### WORK INSTRUCTIONS
All lines in the data below carrying the string "space" are to be located and copied.

Natural-language object grounding data
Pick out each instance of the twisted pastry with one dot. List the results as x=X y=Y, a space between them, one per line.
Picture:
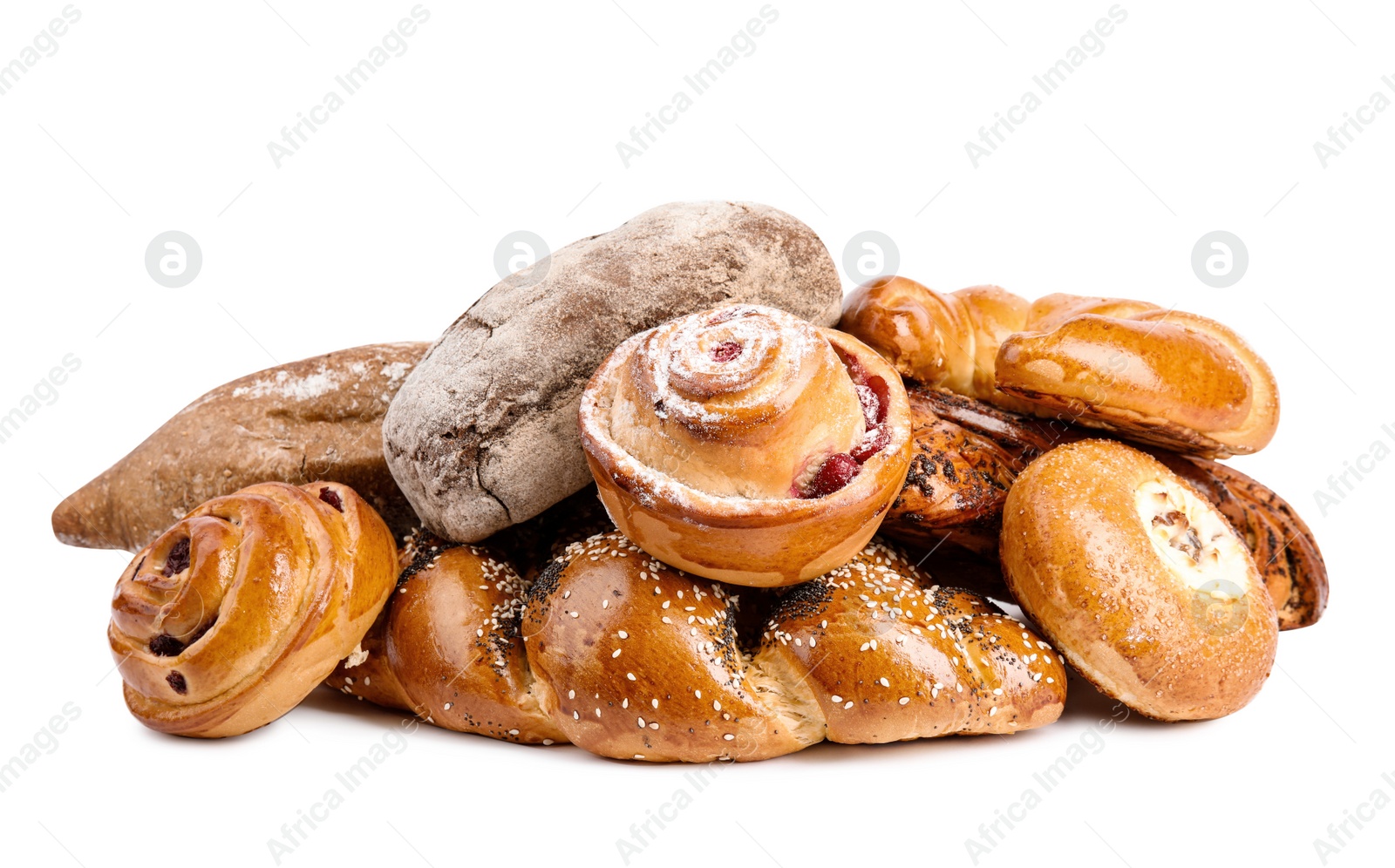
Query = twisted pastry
x=1162 y=377
x=628 y=658
x=448 y=648
x=744 y=444
x=230 y=617
x=969 y=454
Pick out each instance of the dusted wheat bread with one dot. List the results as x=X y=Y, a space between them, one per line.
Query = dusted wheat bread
x=309 y=420
x=483 y=433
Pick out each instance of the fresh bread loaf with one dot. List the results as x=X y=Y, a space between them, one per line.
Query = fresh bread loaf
x=318 y=417
x=483 y=433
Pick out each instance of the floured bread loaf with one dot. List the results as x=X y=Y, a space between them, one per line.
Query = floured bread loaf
x=483 y=433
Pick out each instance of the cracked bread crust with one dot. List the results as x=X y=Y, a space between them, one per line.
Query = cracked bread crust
x=483 y=434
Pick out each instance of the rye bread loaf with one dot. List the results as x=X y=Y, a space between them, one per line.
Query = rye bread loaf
x=318 y=419
x=483 y=433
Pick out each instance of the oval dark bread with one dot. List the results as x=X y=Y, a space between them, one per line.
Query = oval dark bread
x=483 y=433
x=320 y=417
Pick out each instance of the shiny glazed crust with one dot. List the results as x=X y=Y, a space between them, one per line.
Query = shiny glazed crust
x=1081 y=564
x=762 y=540
x=230 y=617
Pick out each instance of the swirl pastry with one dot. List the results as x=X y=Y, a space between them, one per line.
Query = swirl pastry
x=1143 y=585
x=746 y=445
x=230 y=617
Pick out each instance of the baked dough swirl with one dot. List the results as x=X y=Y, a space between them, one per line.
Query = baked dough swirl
x=746 y=445
x=230 y=617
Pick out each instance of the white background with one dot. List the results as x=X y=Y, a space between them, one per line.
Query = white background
x=157 y=116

### ANSWER TO THIS PROBLEM
Pick out each instance of the twisted pastry with one dot. List the results as x=X y=Y, a space between them, one per line.
Pick out each instance of the dusted wheat bread with one dot. List the results as x=X y=Y, a space between them, one per line.
Pick out each instance of the fresh bread loaf with one dot. List the results as x=X y=Y, a space between them, one per line.
Pick out each instance of the floured bread loaf with one dot. List the results as x=X y=Y, a space between them, one per line.
Pick out each instance of the cracked bread crust with one dot. List the results as x=X y=Y, a space between them, one per line.
Pick out each instance of the rye bread loaf with one dot. List the results as x=X y=Y, a space between them, one per line.
Pick out each instance of the oval dark bread with one dot. List the results as x=X y=Y, a space between them, one per line.
Pick out each instance of the shiny glazed crust with one dot. List the results as x=X y=Y, a space between them, one per line.
Pick out each instance of the swirl pastry with one dot. List the results as x=X y=Y, a space between them, one per line.
Pick out each instance of the baked dough swirl with one dot. List the results as x=X y=Y, a space between them, one per line.
Pick out each instance of the white background with one dot. List the results as x=X y=Y, a space between them, one per line.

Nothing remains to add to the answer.